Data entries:
----

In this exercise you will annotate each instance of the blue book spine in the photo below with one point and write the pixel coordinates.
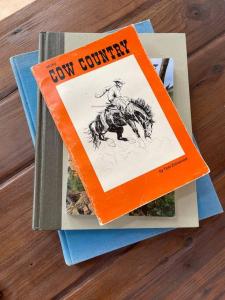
(81, 245)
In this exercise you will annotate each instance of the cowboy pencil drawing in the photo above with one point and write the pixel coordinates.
(119, 112)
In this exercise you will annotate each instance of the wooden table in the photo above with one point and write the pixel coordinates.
(183, 264)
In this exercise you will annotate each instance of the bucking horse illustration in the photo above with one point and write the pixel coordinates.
(113, 119)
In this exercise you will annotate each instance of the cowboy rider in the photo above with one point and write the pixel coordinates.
(114, 96)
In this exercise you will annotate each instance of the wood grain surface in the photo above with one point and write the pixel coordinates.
(183, 264)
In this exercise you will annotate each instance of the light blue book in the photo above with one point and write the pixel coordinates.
(81, 245)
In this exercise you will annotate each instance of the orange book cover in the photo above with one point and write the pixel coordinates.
(123, 132)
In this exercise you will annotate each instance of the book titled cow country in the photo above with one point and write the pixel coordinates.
(124, 135)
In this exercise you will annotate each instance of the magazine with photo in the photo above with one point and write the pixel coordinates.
(77, 201)
(136, 139)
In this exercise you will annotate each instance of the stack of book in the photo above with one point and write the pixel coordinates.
(115, 162)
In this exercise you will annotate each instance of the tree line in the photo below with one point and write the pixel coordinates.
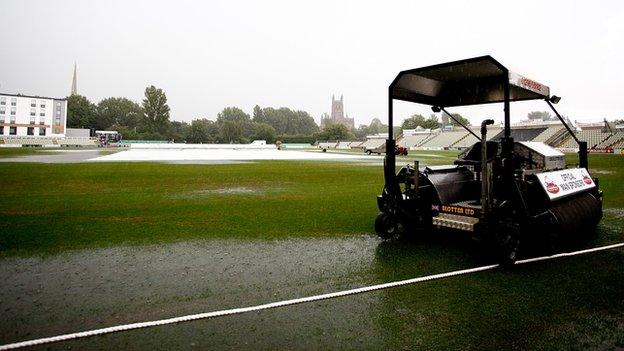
(151, 120)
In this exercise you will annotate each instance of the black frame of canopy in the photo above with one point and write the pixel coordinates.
(391, 184)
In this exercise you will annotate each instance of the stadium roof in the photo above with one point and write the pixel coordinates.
(478, 80)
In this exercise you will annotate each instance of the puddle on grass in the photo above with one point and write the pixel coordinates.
(615, 212)
(78, 290)
(73, 291)
(229, 191)
(601, 171)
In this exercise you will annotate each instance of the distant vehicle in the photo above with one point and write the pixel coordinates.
(106, 137)
(398, 150)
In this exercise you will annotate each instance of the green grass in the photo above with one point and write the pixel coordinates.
(21, 151)
(53, 207)
(574, 303)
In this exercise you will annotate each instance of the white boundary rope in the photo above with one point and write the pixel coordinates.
(221, 313)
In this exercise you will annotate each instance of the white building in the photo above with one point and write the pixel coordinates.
(33, 116)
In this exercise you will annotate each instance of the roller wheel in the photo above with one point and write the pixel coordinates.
(507, 243)
(386, 226)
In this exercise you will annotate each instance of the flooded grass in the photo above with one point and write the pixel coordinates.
(103, 244)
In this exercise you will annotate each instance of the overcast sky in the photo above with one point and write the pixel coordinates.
(207, 55)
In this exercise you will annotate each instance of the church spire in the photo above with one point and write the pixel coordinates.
(74, 90)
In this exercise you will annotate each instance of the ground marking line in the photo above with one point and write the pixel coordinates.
(193, 317)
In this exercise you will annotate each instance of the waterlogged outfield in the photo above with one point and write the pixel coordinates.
(317, 217)
(48, 208)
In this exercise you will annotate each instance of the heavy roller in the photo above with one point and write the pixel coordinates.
(500, 191)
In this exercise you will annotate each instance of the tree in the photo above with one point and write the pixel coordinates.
(286, 121)
(118, 111)
(178, 131)
(335, 132)
(232, 132)
(80, 112)
(233, 114)
(421, 121)
(540, 115)
(263, 131)
(258, 114)
(202, 131)
(155, 111)
(460, 118)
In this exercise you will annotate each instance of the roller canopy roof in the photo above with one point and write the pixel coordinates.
(478, 80)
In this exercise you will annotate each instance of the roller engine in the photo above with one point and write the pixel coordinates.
(500, 191)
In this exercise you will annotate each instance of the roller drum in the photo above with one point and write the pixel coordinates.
(576, 216)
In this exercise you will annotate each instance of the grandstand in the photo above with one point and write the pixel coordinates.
(598, 136)
(17, 141)
(411, 141)
(592, 137)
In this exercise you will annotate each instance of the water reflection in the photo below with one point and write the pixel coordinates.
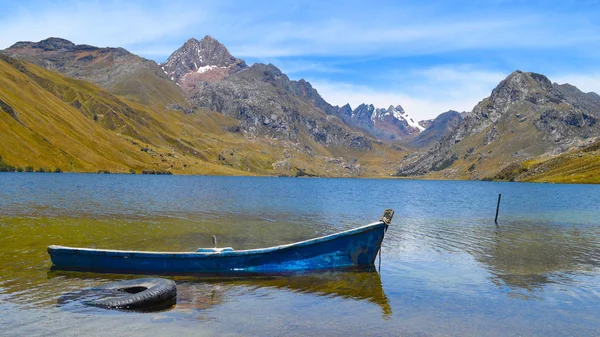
(530, 255)
(197, 294)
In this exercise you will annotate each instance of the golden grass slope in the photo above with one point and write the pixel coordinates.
(577, 166)
(52, 121)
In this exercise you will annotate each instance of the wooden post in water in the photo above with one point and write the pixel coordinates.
(497, 208)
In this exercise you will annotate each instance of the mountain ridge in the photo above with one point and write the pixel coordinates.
(524, 117)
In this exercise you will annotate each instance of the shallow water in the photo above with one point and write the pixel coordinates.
(446, 268)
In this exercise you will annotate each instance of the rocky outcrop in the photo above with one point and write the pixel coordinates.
(205, 60)
(267, 102)
(437, 129)
(114, 69)
(524, 117)
(391, 124)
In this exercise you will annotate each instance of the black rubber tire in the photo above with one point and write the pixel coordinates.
(139, 294)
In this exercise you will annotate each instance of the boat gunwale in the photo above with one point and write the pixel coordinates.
(57, 249)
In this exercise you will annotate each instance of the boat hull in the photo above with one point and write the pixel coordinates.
(357, 247)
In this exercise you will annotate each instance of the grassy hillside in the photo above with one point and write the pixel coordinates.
(578, 166)
(52, 121)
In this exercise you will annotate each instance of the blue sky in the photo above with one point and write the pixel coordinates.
(428, 56)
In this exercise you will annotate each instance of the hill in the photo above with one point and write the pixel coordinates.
(525, 118)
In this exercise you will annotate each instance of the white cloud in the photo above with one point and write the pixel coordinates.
(423, 93)
(584, 82)
(115, 24)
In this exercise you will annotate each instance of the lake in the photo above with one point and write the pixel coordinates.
(446, 268)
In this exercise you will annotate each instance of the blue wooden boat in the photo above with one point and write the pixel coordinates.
(355, 247)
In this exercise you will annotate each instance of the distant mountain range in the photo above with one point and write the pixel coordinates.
(204, 105)
(526, 120)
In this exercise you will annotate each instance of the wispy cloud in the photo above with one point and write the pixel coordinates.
(429, 57)
(584, 82)
(104, 23)
(423, 93)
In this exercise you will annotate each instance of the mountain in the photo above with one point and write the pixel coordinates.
(437, 129)
(388, 124)
(267, 102)
(114, 69)
(205, 60)
(525, 117)
(48, 120)
(263, 99)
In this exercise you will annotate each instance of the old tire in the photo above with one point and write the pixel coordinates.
(140, 294)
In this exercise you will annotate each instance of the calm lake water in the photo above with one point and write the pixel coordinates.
(446, 270)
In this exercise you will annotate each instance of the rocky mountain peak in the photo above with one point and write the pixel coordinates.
(520, 86)
(204, 60)
(49, 44)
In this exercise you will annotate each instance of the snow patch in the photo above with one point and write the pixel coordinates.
(412, 123)
(204, 69)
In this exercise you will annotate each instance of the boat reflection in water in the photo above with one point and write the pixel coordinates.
(194, 295)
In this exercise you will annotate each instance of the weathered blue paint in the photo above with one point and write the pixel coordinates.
(355, 247)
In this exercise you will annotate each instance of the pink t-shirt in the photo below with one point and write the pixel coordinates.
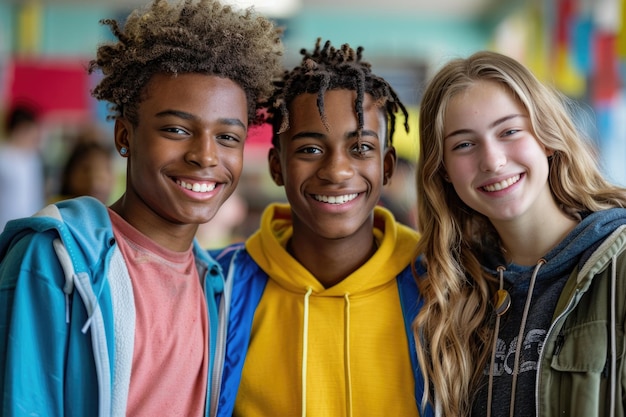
(170, 359)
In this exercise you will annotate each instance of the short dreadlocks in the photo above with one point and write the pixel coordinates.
(325, 69)
(187, 37)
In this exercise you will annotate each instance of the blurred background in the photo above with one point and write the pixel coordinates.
(579, 46)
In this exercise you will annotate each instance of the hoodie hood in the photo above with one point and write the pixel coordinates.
(573, 250)
(396, 249)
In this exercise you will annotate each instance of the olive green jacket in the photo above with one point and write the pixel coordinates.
(581, 369)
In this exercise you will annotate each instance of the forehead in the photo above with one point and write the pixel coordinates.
(481, 101)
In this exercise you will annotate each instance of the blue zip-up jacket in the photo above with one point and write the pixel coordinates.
(67, 314)
(245, 284)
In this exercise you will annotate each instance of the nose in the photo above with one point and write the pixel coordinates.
(493, 157)
(336, 167)
(202, 151)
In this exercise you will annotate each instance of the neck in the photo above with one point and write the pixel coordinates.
(526, 244)
(330, 261)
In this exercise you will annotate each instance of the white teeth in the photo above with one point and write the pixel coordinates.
(502, 184)
(196, 187)
(332, 199)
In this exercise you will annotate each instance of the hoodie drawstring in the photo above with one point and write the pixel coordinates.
(613, 343)
(347, 358)
(520, 337)
(305, 344)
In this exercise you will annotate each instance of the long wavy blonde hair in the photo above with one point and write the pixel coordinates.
(453, 329)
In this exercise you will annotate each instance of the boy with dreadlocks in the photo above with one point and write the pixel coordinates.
(323, 294)
(112, 311)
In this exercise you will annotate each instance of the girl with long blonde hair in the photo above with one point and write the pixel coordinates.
(524, 241)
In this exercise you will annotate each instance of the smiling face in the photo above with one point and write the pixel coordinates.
(492, 158)
(332, 179)
(185, 154)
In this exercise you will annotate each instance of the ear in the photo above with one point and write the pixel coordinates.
(389, 164)
(122, 132)
(273, 158)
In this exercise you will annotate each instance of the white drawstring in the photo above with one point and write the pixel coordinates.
(347, 357)
(613, 345)
(520, 335)
(305, 344)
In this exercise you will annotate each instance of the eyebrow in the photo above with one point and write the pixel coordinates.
(317, 135)
(492, 125)
(189, 116)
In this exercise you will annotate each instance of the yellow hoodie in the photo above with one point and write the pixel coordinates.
(320, 352)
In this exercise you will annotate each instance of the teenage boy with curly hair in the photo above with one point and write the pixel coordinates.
(112, 310)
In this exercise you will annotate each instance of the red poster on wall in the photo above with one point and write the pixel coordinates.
(58, 88)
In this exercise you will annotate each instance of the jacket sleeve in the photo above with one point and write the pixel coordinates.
(33, 329)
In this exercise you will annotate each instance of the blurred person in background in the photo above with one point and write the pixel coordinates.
(22, 187)
(88, 171)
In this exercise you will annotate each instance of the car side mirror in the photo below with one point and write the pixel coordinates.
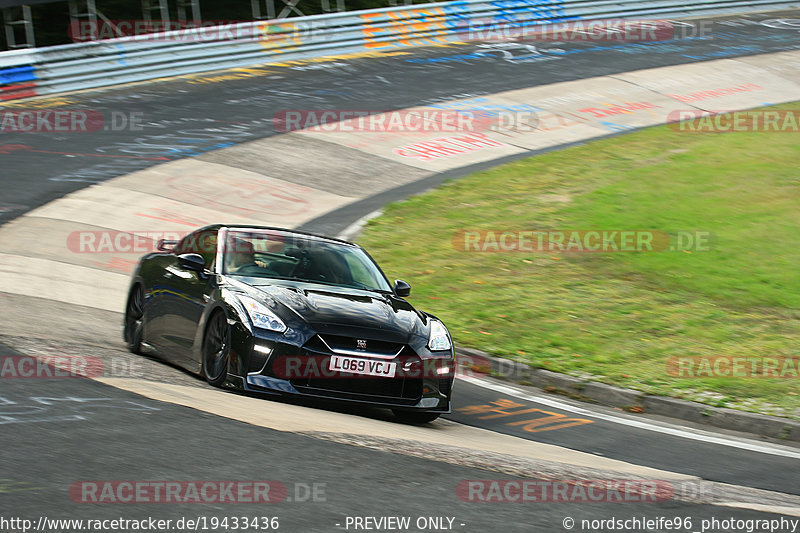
(401, 288)
(192, 262)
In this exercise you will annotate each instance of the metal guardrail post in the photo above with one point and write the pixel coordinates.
(148, 6)
(12, 22)
(194, 5)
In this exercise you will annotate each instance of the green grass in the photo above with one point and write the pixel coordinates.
(618, 317)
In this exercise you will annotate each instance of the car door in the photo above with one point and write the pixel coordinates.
(184, 296)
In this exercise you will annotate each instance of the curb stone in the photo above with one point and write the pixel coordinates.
(631, 400)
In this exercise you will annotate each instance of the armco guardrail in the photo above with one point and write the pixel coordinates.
(55, 69)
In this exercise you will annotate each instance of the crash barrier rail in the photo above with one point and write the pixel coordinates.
(93, 64)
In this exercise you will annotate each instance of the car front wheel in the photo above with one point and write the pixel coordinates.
(216, 350)
(134, 320)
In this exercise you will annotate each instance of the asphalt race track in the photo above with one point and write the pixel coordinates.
(56, 432)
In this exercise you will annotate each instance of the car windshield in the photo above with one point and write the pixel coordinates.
(280, 255)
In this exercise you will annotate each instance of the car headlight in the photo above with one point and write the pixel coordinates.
(261, 316)
(439, 339)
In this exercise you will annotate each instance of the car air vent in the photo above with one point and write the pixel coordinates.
(355, 344)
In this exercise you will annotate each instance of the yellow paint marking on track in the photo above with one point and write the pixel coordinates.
(295, 418)
(500, 409)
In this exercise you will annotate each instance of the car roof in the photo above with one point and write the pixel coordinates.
(248, 227)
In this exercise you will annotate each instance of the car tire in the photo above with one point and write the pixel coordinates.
(134, 320)
(216, 350)
(415, 417)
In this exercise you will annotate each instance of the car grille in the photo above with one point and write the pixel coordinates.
(398, 390)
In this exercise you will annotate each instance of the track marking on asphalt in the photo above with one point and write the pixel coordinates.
(677, 431)
(499, 409)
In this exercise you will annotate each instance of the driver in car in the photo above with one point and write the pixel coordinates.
(242, 259)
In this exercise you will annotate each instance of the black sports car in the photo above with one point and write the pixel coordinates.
(280, 311)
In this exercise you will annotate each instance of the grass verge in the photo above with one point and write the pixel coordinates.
(619, 318)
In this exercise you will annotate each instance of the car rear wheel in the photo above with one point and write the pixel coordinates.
(216, 350)
(414, 417)
(134, 320)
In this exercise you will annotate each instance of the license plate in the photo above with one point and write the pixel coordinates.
(363, 367)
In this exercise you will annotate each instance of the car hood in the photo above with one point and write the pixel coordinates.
(341, 310)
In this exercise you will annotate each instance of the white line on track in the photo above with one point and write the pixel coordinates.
(677, 431)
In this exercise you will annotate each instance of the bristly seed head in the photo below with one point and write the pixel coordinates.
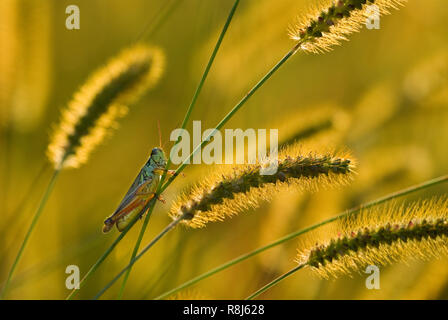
(378, 237)
(100, 101)
(332, 21)
(242, 187)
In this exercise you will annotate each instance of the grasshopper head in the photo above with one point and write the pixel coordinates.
(108, 224)
(158, 157)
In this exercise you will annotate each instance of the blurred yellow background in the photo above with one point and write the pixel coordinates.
(385, 92)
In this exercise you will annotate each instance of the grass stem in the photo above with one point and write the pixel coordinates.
(274, 282)
(153, 242)
(355, 210)
(184, 124)
(30, 229)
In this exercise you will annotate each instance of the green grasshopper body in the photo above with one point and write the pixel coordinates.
(140, 193)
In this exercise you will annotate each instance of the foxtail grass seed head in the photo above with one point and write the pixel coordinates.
(332, 20)
(234, 189)
(103, 99)
(378, 236)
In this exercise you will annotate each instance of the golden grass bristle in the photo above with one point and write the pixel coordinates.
(377, 236)
(330, 21)
(430, 283)
(97, 105)
(233, 189)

----

**THE REQUEST:** Reproduce exactly, and only, the lines from the one containing "In this exercise you will annotate each instance of the bristly" through the last line of the records above, both included, leaving out any pictures.

**ANSWER TO THIS PROBLEM:**
In this exercise you will annotate each instance of the bristly seed head in the photo below with one point and write the pixel coordinates.
(378, 237)
(100, 101)
(332, 21)
(242, 187)
In this exercise you will annotate each instance of the grasshopper head in the photo above with one point and write the pixel coordinates.
(108, 224)
(158, 157)
In this exercise you will annotate each instance of the blurred yellow background in the photo above with one point and write the pixel coordinates.
(385, 92)
In this exercise you will annotate each instance of the grass stem in the photo above with one point and write the pixel coordinates.
(274, 282)
(153, 242)
(355, 210)
(184, 124)
(30, 229)
In this exercise you will annotate each instance of the green grasshopper body in the photo above with one point and write the pixel coordinates.
(140, 193)
In this exercise you will annotate each instance of the foxtail grass seed head in the photo above with one point and write the pixel coordinates.
(332, 20)
(234, 189)
(103, 99)
(378, 236)
In this exercise you will annotate each instance of the golden grass bristle in the photo above with one point and write the pixel coordinates.
(377, 236)
(330, 21)
(430, 283)
(97, 105)
(233, 189)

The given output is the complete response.